**Rows from a dataset**
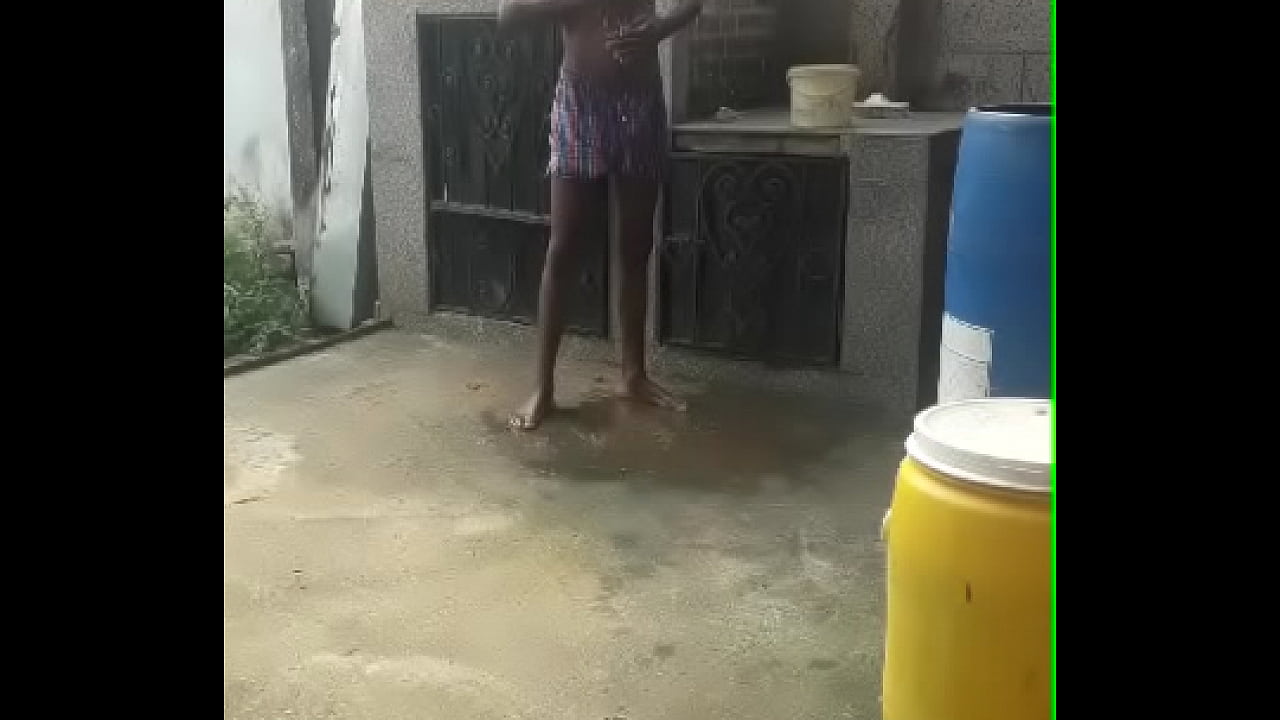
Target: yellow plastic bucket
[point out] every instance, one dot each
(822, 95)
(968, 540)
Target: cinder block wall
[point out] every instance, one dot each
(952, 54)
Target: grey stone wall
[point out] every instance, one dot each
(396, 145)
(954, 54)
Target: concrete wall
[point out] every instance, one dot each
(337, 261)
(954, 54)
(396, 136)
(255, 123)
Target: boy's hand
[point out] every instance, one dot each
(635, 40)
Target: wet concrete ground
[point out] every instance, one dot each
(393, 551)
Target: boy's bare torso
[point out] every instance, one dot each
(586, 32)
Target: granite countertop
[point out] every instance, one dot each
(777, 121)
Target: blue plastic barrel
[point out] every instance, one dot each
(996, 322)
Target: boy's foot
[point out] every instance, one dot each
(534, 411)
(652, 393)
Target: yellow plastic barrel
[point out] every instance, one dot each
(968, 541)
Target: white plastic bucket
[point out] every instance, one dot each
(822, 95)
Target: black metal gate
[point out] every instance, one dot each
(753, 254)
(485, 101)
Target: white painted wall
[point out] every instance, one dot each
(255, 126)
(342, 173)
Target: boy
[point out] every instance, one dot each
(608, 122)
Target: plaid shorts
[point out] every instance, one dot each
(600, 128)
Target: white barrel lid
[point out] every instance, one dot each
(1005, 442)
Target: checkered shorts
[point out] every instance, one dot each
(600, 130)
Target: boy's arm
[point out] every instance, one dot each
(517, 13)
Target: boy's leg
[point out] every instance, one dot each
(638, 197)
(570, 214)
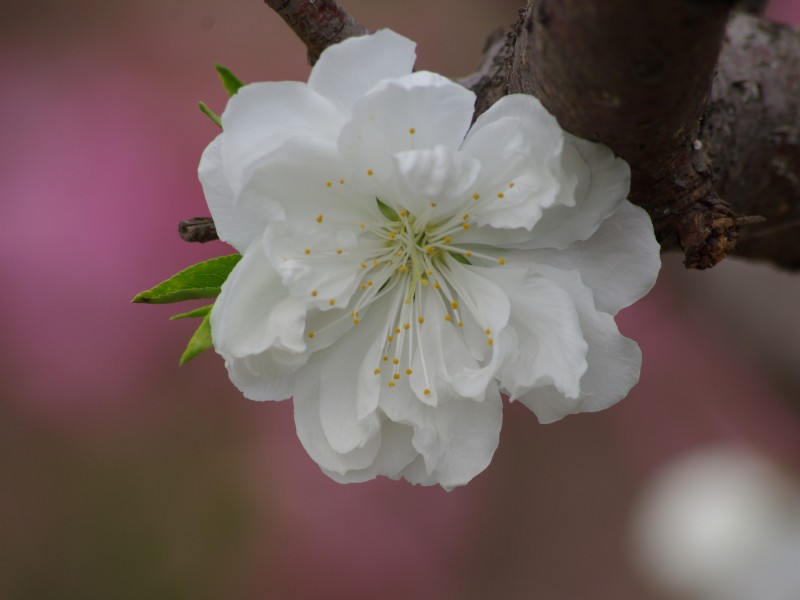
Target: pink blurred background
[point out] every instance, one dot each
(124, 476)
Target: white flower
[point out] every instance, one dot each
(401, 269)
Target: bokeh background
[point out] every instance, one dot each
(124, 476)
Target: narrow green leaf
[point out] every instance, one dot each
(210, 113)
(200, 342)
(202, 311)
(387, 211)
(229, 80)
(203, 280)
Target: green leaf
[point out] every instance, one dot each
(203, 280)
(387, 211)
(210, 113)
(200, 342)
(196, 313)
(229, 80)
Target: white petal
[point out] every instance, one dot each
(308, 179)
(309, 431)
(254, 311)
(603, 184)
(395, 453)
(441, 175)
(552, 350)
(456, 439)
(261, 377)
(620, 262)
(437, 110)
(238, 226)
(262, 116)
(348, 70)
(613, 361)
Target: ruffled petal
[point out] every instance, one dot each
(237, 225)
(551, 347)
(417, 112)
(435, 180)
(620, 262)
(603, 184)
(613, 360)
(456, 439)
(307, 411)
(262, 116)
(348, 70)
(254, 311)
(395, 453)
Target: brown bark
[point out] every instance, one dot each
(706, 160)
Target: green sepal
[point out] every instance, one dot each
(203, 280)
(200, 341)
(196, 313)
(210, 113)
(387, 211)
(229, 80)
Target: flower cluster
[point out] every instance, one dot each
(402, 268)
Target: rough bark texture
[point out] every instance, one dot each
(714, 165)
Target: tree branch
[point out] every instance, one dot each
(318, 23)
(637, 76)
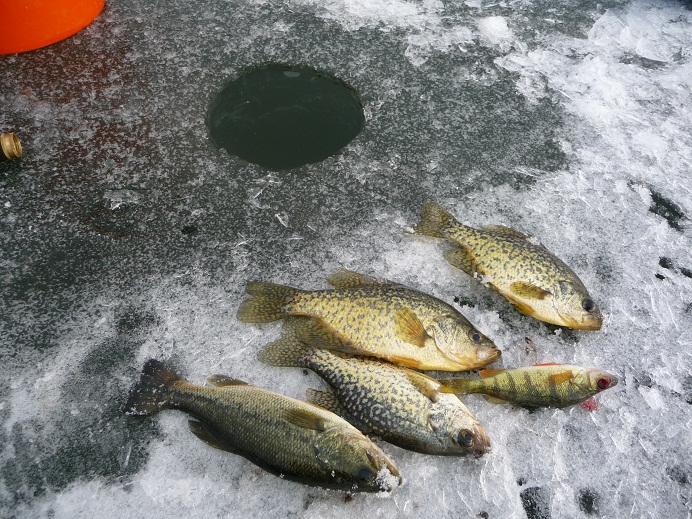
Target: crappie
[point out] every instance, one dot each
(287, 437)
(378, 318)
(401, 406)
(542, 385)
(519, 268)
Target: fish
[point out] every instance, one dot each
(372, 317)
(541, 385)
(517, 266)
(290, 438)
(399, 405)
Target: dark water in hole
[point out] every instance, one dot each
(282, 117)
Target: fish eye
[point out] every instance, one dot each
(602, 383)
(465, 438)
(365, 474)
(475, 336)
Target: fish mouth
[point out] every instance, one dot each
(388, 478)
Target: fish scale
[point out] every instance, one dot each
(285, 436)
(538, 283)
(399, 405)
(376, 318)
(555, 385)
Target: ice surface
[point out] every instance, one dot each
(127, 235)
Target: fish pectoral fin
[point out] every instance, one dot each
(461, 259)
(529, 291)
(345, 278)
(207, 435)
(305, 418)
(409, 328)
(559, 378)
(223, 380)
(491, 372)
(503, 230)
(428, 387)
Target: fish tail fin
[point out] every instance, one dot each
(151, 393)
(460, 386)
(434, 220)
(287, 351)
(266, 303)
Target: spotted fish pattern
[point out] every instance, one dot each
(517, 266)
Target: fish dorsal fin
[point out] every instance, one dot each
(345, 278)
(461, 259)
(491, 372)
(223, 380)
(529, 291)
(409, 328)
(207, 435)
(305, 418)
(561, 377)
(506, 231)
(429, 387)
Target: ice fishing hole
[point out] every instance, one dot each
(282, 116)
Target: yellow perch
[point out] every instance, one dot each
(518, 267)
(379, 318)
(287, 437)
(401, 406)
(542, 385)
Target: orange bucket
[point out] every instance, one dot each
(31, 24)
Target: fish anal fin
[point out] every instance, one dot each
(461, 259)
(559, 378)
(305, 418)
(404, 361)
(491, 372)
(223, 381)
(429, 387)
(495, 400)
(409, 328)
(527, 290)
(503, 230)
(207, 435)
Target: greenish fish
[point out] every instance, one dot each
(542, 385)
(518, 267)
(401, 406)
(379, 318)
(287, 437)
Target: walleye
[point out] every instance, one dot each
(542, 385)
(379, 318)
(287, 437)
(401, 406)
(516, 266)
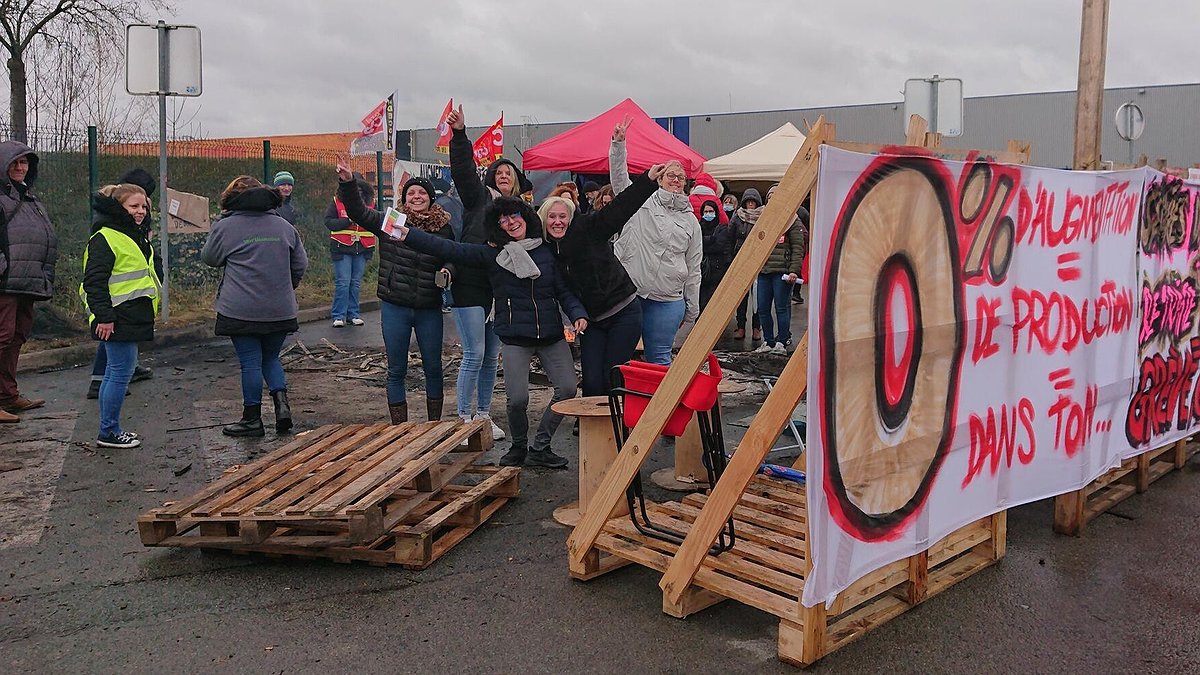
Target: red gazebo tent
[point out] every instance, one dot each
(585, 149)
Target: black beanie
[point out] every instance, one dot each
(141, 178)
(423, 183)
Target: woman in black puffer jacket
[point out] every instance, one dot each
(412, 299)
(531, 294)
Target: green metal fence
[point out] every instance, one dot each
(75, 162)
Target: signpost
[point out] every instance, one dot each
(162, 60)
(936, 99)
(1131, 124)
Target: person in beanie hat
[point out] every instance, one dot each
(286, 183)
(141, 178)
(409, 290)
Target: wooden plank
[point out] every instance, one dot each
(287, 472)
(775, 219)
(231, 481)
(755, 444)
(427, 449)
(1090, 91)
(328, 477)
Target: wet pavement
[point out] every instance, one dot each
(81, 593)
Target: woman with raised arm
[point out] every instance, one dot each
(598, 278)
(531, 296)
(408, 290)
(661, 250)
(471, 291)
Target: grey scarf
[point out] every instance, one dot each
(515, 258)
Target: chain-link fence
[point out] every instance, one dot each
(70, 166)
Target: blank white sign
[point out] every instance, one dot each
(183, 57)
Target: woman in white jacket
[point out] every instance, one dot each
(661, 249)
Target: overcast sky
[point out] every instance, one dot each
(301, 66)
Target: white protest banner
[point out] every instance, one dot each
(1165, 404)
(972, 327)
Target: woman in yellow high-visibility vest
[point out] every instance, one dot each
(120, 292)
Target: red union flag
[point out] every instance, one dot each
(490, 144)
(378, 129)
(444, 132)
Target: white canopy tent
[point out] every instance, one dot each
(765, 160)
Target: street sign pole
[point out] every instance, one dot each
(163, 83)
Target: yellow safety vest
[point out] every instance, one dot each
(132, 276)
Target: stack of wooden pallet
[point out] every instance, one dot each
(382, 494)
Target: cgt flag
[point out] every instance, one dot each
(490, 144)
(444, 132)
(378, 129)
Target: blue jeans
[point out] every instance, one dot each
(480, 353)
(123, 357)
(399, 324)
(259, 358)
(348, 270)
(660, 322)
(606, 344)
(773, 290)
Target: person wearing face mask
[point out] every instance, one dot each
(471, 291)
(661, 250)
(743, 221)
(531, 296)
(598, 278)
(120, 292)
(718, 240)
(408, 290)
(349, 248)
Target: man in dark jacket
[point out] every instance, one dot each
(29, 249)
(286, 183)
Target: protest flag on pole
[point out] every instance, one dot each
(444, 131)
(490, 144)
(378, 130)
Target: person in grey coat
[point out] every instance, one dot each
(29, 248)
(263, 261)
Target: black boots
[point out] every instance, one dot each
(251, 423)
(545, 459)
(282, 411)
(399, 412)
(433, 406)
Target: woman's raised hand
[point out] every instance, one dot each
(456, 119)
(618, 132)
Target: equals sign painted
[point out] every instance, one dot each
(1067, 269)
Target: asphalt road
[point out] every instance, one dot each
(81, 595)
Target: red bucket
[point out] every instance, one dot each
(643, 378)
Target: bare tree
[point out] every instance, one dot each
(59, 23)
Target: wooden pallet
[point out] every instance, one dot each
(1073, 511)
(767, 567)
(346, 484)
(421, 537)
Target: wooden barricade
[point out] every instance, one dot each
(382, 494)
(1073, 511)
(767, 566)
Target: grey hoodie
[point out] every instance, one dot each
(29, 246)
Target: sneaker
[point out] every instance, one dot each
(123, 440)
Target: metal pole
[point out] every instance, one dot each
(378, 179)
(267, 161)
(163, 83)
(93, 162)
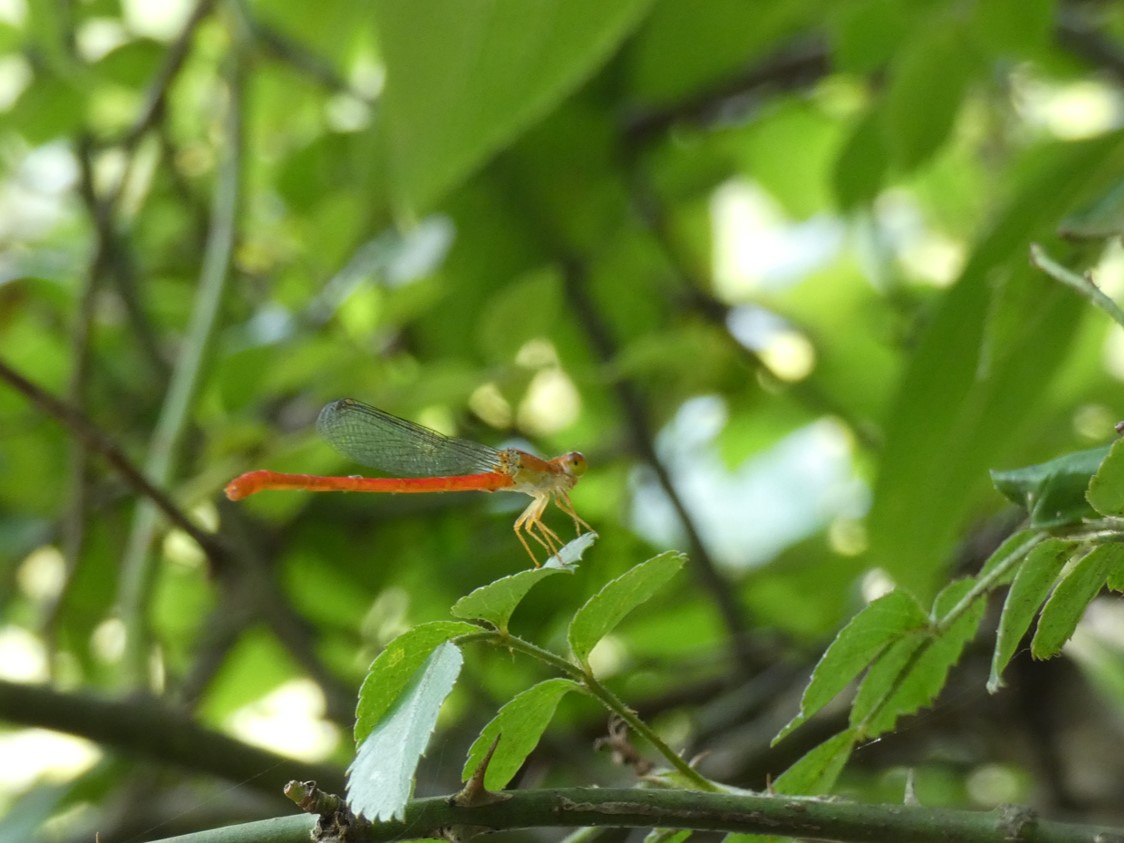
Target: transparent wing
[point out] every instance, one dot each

**What is asked**
Return, unchanged, the lines from the one containing "Target: bare tree" down to the end of the entries above, inclusive. Images are left out.

**Exercise output**
Target: bare tree
[point out] every instance, one dot each
(59, 23)
Target: wooden pallet
[point out] every instance, one dot each
(1073, 511)
(767, 567)
(346, 484)
(421, 537)
Target: wooden barricade
[point out] every instance, one dot each
(382, 494)
(1073, 511)
(767, 566)
Target: grey hoodie
[point out] every instance, one dot each
(29, 246)
Target: sneaker
[point out] every instance, one dot each
(123, 440)
Target: metal pole
[point out] every instance, one dot each
(378, 179)
(267, 161)
(163, 83)
(93, 162)
Target: transparent wing
[point out] every instance, one dot each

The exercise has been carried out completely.